◆ Exercise aim
Omit all pictures, then print the entries exactly.

***** Records provided *****

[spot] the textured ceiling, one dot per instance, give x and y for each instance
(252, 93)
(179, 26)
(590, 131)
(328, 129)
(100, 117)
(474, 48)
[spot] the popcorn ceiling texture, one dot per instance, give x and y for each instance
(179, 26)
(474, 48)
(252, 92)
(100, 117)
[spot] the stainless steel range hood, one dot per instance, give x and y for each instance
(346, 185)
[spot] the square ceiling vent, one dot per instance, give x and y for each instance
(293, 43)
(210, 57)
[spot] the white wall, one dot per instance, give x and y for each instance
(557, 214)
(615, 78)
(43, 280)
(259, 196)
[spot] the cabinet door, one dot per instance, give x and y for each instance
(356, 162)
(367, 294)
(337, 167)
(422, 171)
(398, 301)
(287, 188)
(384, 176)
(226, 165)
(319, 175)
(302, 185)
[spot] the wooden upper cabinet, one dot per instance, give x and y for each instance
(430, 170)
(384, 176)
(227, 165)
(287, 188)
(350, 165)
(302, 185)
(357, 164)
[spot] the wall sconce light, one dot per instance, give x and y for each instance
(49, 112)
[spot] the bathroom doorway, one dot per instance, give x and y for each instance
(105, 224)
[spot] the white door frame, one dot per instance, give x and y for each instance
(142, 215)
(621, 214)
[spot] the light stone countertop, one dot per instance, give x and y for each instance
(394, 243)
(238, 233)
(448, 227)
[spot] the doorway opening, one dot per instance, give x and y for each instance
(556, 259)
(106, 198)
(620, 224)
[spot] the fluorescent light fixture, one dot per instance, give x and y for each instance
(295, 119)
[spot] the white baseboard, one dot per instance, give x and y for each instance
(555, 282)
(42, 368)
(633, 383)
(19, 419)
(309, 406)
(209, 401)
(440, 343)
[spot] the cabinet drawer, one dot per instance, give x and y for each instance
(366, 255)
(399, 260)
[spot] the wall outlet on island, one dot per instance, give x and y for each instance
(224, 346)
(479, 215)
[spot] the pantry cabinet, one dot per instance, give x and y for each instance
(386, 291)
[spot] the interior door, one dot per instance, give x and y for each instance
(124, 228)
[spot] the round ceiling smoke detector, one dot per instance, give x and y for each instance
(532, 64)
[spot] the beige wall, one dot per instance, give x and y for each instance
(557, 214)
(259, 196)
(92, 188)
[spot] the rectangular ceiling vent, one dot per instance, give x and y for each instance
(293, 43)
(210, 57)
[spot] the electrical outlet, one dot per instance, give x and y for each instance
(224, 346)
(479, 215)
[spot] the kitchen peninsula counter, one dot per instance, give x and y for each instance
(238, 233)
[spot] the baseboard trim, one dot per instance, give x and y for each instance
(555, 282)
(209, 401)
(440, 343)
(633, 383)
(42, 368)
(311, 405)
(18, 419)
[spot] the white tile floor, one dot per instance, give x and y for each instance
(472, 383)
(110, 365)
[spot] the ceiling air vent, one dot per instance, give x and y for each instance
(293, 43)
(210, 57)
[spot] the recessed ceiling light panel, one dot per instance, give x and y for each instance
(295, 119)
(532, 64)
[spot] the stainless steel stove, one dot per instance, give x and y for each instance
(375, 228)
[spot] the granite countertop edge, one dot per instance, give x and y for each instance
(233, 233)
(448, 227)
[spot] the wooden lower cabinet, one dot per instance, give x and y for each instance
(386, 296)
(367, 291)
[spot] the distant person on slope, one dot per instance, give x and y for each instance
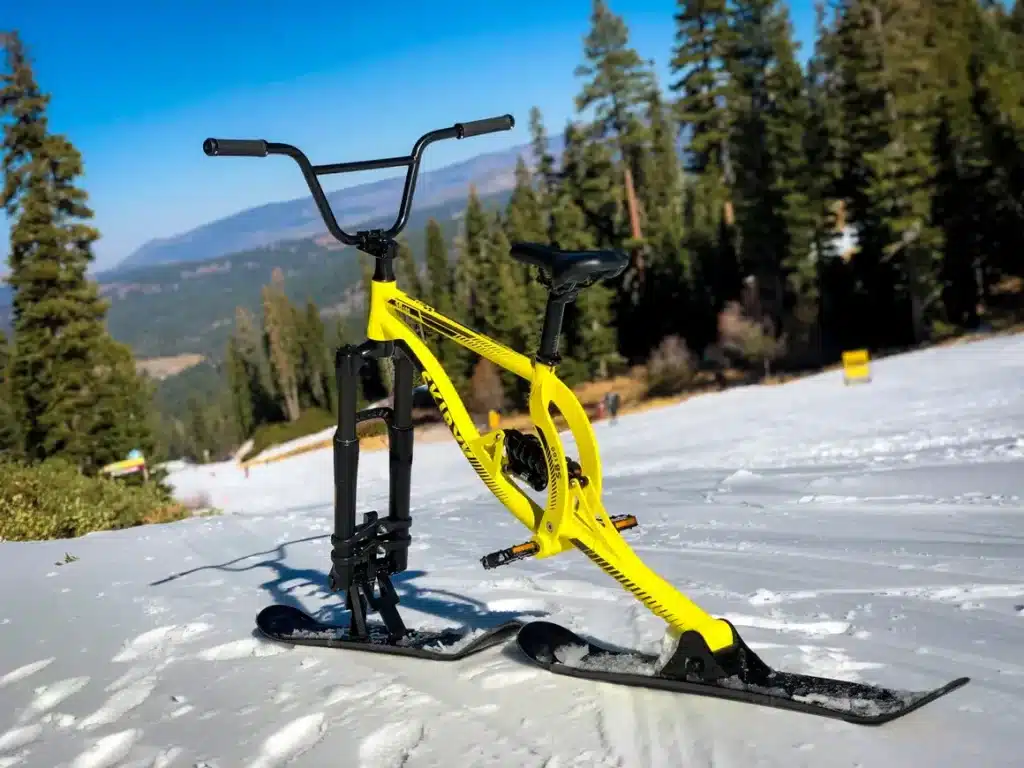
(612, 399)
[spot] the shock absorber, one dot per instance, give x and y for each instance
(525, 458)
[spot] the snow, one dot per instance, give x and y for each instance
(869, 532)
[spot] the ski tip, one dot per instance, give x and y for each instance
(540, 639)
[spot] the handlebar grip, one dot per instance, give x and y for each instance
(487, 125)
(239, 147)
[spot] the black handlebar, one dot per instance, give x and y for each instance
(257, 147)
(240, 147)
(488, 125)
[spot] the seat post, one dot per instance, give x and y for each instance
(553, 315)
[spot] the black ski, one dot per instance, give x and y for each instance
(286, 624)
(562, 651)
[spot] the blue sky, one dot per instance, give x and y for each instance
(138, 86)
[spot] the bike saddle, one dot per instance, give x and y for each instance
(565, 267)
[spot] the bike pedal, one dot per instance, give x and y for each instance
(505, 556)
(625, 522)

*****

◆ Result
[spot] the textured ceiling, one dot per instance, give x and y for each instance
(252, 93)
(179, 26)
(590, 131)
(328, 129)
(100, 117)
(474, 48)
[spot] the popcorn ceiling texture, one dot per instance, give x and y for each instance
(179, 26)
(474, 48)
(252, 92)
(100, 117)
[spot] the stainless steel range hood, one dot per instance, give x and y for each instance
(346, 185)
[spot] the square ceiling vent, one dot per instance, give x and y for each instance
(293, 43)
(210, 57)
[spot] the white wall, one dot per instance, give x and y for each instance
(557, 214)
(615, 78)
(43, 280)
(259, 196)
[spot] the cabinet door, one dot per instance, give x and y for each instance
(356, 162)
(367, 294)
(337, 167)
(422, 171)
(398, 301)
(287, 188)
(384, 176)
(226, 165)
(319, 175)
(302, 185)
[spot] the wooden upper cabinet, one dot per instance, give x and y for each instance
(430, 170)
(384, 176)
(227, 165)
(287, 188)
(350, 165)
(302, 185)
(357, 164)
[spot] the wall sconce light, one dot per instance, give x and y for each instance
(49, 112)
[spot] the bathroom doorway, one dot per instance, give x and y for each instance
(105, 224)
[spot] the white door frame, one dot per instance, give x and y for each instance
(142, 215)
(621, 214)
[spot] the light stone countertop, one dot per instance, give x and y for each instance
(394, 243)
(238, 233)
(448, 227)
[spot] the doorway opening, one dot per instance, give x and y for each instance
(556, 259)
(106, 198)
(620, 224)
[spot] the fluorescent light fixture, one dot per instance, give x and y for each instance
(295, 119)
[spot] the white baseboard, one dot per instance, give x and y for each instance
(555, 282)
(42, 368)
(633, 383)
(19, 419)
(309, 406)
(209, 401)
(440, 343)
[spot] the cabinet drawer, one dot per instance, give x and y for each instance
(366, 255)
(399, 260)
[spot] the wall outlet on island, one dot per instance, give x and y for each instance
(224, 346)
(479, 215)
[spot] the pantry cabinet, one dot per instance, give x and y for each instance
(386, 291)
[spot] the interior door, one dot per instance, give x and y for each instance
(124, 228)
[spot] the round ceiling smoke detector, one dot per instance, give x and y for each instance
(532, 64)
[spot] the beige wall, one dot per instance, give x and y for each instance
(557, 214)
(259, 196)
(92, 188)
[spot] the rectangular ceiling vent, one dot per instance, give x and y for each instance
(293, 43)
(210, 57)
[spot] the electrical outlet, one dot per instance, give x and y for each instance
(224, 346)
(479, 215)
[spot] the kitchen peninsula counter, one dot per instance, give x and y for each instance
(238, 233)
[spot] the baseboard trim, one dot per instance, give x and y for each instance
(555, 282)
(209, 401)
(440, 343)
(633, 383)
(42, 368)
(311, 405)
(18, 419)
[spot] the white tile floor, one dot per instance, give x and y for each instance
(472, 383)
(110, 365)
[spot] the ceiling air vent, one dot per instance, give x and y for each instance
(293, 43)
(210, 57)
[spot] the recessed ceiling light panel, one dot per instance, give x and y for each instance
(295, 119)
(532, 64)
[spot] the stainless steel stove, one dot per instance, give x and y for each instance
(375, 228)
[spot] the granite countertop edge, one dot per instance, give x and y for each instance
(233, 233)
(448, 227)
[spot] the wooden lower cabinet, one dot per instance, give x and y for each instance
(386, 296)
(367, 291)
[spot] the distant person on slope, one dot per instance, give x and y for each instance
(612, 399)
[spot] the shock absorber, one dot per instance, give x and y for each instance
(525, 458)
[spot] the snow, one dot per instance, give x and y for each instance
(869, 532)
[spot] the ski tip, one dot per instance, give x and y for each instance
(540, 639)
[spot] the handlebar grip, one dot per instance, give x and y for each instance
(487, 125)
(239, 147)
[spot] the black handlebar, one dot per instance, give x and y for each instance
(257, 147)
(240, 147)
(488, 125)
[spot] the seat post, one dot per instance, give x and y for each instance
(553, 315)
[spot] the black ski, one dot per instance, give x and y for each instance
(286, 624)
(562, 651)
[spot] the blue sky, one dot per instance, give x and y for each instance
(138, 86)
[spot] the bike saddle, one dot per instance, give x and y for each instance
(565, 267)
[spot] the bike pedal, one dot per instance, give x and y for each instance
(505, 556)
(625, 522)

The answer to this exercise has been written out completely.